* _Geciteerde passage_
━━━━━━━━
Verantwoording van de bewerking
Bij de bewerking van de archieven is uitgegaan van de oorspronkelijke interne ordening van de organisatie. Dat betekend dat de dossiers voornamelijk zijn beschreven zoals ze zijn aangetroffen, maar in gevallen waar dit de duidelijkheid ten goede kwam zijn dossiers gesplitst.
De dossiers zijn ontijzerd, voorzien van zuurvrije omslagen en in zuurvrije dozen opgeborgen.
Ordening van het archief
De indeling van de inventaris is gebaseerd op de organisatiestructuur van het HBA. Het HBA en de gedeponeerde archieven zijn elk afzonderlijk beschreven in een eigen rubriek. Iedere rubriek heeft hierbij een eigen organisatorische onderverdeling ter ordening van de archiefstukken. De ordeningen lopen van algemeen naar bijzonder. Onder de rubriek ‘Algemeen’ bevinden zich algemene stukken, bestaande uit stukken zoals jaarverslagen en notulen.
━━━━━━━━
* _Brongegevens_
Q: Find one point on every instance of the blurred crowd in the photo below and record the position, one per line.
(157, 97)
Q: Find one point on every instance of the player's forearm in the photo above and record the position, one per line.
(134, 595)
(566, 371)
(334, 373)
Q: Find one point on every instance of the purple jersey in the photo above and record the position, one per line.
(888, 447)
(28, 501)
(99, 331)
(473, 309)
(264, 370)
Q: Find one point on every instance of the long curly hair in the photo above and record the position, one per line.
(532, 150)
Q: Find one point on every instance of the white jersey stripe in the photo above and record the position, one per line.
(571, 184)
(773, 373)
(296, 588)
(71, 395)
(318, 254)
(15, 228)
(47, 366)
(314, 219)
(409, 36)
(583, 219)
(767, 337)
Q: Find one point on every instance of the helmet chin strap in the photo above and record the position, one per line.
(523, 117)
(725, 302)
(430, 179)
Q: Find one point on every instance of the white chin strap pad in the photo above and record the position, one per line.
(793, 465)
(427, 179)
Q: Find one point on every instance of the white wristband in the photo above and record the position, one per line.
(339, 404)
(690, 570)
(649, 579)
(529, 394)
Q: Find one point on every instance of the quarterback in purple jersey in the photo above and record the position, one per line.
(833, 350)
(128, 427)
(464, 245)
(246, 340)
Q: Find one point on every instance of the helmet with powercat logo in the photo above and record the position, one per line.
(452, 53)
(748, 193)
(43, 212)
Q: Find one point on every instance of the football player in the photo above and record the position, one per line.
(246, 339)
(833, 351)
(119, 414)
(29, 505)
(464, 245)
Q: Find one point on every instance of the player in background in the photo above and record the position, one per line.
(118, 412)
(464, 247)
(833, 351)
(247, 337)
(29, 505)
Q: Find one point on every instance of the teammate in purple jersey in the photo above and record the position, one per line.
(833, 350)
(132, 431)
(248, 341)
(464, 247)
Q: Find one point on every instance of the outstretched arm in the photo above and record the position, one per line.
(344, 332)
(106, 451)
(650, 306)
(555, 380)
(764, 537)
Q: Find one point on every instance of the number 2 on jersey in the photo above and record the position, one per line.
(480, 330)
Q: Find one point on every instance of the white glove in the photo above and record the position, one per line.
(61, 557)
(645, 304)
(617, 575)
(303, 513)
━━━━━━━━
* _Opdracht_
Schrijf uit de tekst over de bewerking van het archief letterlijk het stuk over van "Verantwoording van de" tot en met "zuurvrije dozen opgeborgen.".

* _Schriftelijk antwoord_
Verantwoording van de bewerking
Bij de bewerking van de archieven is uitgegaan van de oorspronkelijke interne ordening van de organisatie. Dat betekend dat de dossiers voornamelijk zijn beschreven zoals ze zijn aangetroffen, maar in gevallen waar dit de duidelijkheid ten goede kwam zijn dossiers gesplitst.
De dossiers zijn ontijzerd, voorzien van zuurvrije omslagen en in zuurvrije dozen opgeborgen.